Entries:
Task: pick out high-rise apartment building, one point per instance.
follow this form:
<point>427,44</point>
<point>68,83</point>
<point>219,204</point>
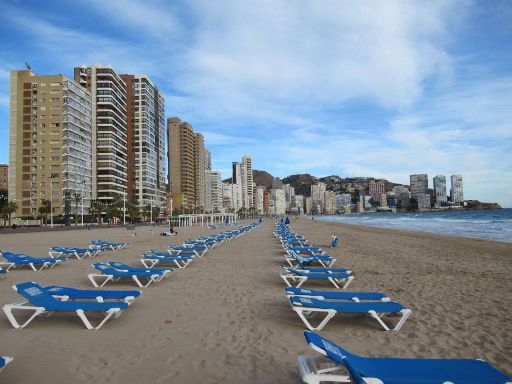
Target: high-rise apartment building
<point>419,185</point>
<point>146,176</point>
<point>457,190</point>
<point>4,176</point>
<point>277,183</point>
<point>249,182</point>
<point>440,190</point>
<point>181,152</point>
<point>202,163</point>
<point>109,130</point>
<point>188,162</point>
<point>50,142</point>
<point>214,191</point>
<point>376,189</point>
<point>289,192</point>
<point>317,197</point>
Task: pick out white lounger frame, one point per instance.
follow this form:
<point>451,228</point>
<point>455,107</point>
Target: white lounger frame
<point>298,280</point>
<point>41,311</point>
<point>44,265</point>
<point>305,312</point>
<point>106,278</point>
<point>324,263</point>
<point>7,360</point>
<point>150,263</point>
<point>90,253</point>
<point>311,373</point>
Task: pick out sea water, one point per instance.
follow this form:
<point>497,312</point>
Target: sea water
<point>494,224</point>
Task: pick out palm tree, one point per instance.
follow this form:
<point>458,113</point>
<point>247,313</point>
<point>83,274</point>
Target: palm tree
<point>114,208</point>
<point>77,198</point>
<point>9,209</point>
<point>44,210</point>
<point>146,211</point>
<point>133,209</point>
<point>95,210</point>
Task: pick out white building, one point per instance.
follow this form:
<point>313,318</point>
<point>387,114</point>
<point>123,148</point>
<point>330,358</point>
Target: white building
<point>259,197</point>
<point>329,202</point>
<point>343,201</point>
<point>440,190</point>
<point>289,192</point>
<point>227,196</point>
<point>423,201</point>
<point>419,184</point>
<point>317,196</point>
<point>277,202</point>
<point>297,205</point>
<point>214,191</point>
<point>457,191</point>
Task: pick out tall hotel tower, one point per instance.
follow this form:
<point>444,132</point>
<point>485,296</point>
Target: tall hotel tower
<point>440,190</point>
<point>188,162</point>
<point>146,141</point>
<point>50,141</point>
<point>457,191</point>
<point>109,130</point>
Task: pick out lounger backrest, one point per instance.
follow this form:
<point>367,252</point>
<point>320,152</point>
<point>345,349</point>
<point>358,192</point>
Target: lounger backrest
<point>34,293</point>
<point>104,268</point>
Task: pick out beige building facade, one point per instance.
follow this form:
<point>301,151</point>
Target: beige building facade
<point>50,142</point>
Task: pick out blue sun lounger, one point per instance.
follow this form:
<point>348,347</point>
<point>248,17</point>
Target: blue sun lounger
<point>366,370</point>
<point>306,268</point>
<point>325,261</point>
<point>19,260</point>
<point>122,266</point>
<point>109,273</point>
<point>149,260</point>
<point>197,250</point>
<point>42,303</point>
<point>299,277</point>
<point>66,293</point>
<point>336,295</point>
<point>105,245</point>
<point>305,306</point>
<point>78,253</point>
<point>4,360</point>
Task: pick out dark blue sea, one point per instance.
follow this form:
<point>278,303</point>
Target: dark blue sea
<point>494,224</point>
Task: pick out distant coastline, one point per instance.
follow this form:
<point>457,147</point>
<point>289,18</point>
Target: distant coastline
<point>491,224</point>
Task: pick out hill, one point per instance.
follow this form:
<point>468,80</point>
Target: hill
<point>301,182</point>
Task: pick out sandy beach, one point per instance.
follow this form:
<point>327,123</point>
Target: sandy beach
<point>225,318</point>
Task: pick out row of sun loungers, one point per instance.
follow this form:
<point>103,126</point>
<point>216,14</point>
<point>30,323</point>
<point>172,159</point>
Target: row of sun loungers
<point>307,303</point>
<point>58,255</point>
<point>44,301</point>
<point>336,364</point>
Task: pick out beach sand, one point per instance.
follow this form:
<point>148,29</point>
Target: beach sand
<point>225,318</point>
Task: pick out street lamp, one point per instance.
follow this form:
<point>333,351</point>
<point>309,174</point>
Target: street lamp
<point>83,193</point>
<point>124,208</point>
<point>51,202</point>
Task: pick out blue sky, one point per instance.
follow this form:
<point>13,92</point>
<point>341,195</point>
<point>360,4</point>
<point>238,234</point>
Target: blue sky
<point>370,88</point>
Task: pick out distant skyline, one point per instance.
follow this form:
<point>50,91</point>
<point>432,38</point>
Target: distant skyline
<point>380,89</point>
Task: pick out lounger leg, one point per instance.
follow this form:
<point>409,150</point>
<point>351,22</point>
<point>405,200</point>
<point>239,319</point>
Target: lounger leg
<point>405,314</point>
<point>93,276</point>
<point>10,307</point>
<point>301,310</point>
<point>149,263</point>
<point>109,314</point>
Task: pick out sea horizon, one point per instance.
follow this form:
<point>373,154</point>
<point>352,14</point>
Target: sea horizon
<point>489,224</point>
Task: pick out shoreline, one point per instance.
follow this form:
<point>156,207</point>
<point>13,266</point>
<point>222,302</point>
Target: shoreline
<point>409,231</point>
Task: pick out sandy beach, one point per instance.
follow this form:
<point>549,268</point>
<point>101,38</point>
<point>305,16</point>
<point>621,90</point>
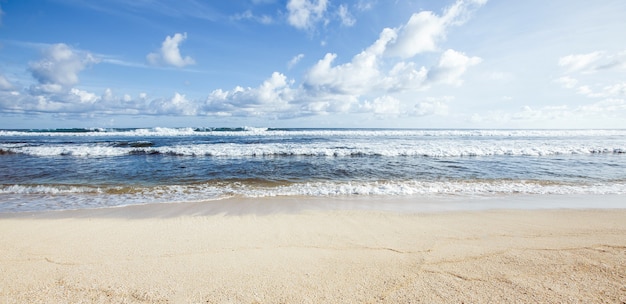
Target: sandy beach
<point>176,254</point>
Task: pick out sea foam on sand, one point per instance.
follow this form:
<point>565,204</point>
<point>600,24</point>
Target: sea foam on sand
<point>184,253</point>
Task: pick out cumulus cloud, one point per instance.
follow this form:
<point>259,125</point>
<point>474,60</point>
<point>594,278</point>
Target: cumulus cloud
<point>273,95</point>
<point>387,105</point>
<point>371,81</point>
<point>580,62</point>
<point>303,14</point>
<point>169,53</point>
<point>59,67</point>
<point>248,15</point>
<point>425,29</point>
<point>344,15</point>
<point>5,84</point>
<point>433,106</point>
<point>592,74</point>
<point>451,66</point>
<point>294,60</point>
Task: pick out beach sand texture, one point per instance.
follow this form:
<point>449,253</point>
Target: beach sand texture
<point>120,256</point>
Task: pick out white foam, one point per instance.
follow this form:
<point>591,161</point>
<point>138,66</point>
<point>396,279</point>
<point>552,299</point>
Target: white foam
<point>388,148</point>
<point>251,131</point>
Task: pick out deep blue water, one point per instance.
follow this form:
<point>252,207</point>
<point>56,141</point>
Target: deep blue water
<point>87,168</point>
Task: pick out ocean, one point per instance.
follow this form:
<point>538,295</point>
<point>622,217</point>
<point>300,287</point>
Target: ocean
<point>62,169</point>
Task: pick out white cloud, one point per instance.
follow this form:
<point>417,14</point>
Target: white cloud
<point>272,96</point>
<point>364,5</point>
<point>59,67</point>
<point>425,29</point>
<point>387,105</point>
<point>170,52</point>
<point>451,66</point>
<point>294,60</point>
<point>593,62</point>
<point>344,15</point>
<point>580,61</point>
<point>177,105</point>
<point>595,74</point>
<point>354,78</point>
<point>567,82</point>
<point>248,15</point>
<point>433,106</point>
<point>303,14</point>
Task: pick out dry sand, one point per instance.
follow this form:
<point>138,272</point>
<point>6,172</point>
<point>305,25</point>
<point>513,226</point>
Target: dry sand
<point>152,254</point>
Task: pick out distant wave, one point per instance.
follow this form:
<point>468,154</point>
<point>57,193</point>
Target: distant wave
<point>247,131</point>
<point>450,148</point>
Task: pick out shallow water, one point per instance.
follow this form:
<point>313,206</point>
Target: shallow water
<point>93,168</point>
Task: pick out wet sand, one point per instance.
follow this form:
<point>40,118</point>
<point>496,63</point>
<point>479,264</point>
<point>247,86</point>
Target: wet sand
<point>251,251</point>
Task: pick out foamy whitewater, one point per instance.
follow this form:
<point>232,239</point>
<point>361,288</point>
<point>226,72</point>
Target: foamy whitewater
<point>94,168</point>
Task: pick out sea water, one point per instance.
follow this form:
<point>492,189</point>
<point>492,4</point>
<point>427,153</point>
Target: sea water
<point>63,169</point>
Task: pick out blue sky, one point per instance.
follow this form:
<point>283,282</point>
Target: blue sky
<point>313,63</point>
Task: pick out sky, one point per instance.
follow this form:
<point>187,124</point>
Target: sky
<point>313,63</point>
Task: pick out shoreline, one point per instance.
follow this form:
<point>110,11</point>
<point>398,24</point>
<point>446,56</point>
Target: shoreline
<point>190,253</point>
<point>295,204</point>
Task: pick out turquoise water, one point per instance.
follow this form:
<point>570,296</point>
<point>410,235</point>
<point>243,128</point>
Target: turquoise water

What this task involves: Please set out the lines of the records above, from the line containing "Task: pick out sea foam" through the line containing "<point>62,169</point>", as a numbered list, leaving out blank lines.

Task result:
1. Task: pick out sea foam on sand, one point per instance.
2. follow this form:
3. <point>565,204</point>
4. <point>600,24</point>
5. Target: sea foam on sand
6. <point>184,253</point>
7. Task: pick out cumulus cloud, one point per instance.
8. follow this form:
9. <point>259,125</point>
10. <point>474,60</point>
11. <point>594,278</point>
12. Target: cumulus cloud
13. <point>273,95</point>
14. <point>387,105</point>
15. <point>371,81</point>
16. <point>580,62</point>
17. <point>303,14</point>
18. <point>169,53</point>
19. <point>59,67</point>
20. <point>248,15</point>
21. <point>425,29</point>
22. <point>344,15</point>
23. <point>5,84</point>
24. <point>433,106</point>
25. <point>592,74</point>
26. <point>451,66</point>
27. <point>294,60</point>
28. Task: pick out beach sand texture, one point per instance.
29. follow this form:
30. <point>449,253</point>
31. Target: beach sand texture
32. <point>120,256</point>
33. Task: pick out white foam, one point per instance.
34. follow this form:
35. <point>591,161</point>
36. <point>138,66</point>
37. <point>396,279</point>
38. <point>552,299</point>
39. Target: white foam
40. <point>388,148</point>
41. <point>251,131</point>
42. Task: pick out deep blue water, one point per instance.
43. follow this form:
44. <point>252,207</point>
45. <point>56,141</point>
46. Target: deep blue water
47. <point>87,168</point>
48. Task: pick out ocean, one point per instance.
49. follow this form:
50. <point>538,295</point>
51. <point>622,217</point>
52. <point>300,287</point>
53. Target: ocean
54. <point>62,169</point>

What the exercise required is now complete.